■ **DOCUMENT EXTRACT**:
———

- Map of Fairfield County in southwestern Connecticut with Route 106 highlighted in red

Route information
- Maintained by CTDOT
- Length: 14.37 mi (23.13 km)
- Existed: 1963–present

Major junctions
- South end: I-95 / US 1 in Stamford
- Route 15 / Merritt Parkway in New Canaan US 7 / Route 33 in Wilton
- North end: Route 53 in Wilton

Location
- Country: United States
- State: Connecticut
- Counties: Fairfield

Highway system
- Connecticut State Highway System; Interstate; US; State SSR; SR; ; Scenic;
| ← Route 104 |  | → Route 107 |

= Connecticut Route 106 =

State highway in Fairfield County, Connecticut, US

Route 106 is a state highway in southwestern Connecticut, running from Stamford to Wilton.

———

■ **PROVIDED RECORDS**:
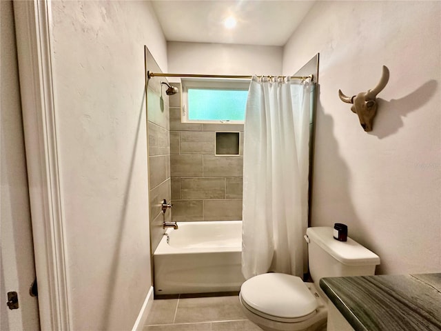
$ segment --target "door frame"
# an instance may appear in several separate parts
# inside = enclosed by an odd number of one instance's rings
[[[25,148],[42,330],[70,330],[59,179],[50,2],[14,1]]]

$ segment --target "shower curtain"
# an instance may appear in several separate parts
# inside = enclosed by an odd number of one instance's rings
[[[302,277],[313,83],[254,77],[243,152],[242,272]]]

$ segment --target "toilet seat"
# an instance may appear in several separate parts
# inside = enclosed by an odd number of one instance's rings
[[[279,273],[248,279],[240,288],[240,299],[253,313],[285,323],[310,319],[318,306],[316,298],[300,277]]]

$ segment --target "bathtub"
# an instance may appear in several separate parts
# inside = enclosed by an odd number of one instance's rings
[[[242,221],[178,222],[154,253],[155,294],[238,291]]]

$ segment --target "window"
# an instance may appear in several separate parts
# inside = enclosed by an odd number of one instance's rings
[[[243,123],[248,79],[183,79],[183,123]]]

———

■ **COMPLETE THE FOLLOWING**:
#1 Summarize the Route 106 page in two sentences.
#2 For each statement below, say whether it agrees with the Route 106 page, answering yes or no and quoting the words of the page that decide it.
(a) The highway is maintained by CTDOT.
(b) The north end of the route is in Stamford.
(c) The route has existed since 1963.
#3 Duplicate part of the Route 106 page word for word. Begin at the words "- Map of Fairfield" and stop after the words "mi (23.13 km)".
Base your work only on the Route 106 page.

■ **FULL SOLUTIONS**:
#1 Route 106 is a state highway in Fairfield County in southwestern Connecticut, maintained by CTDOT, that runs 14.37 miles (23.13 km) from Stamford to Wilton. Its south end is at I-95 / US 1 in Stamford, its north end is at Route 53 in Wilton, and it has existed since 1963.

#2
(a) Yes: "Maintained by CTDOT"
(b) No: "North end: Route 53 in Wilton"
(c) Yes: "Existed: 1963–present"

#3
- Map of Fairfield County in southwestern Connecticut with Route 106 highlighted in red

Route information
- Maintained by CTDOT
- Length: 14.37 mi (23.13 km)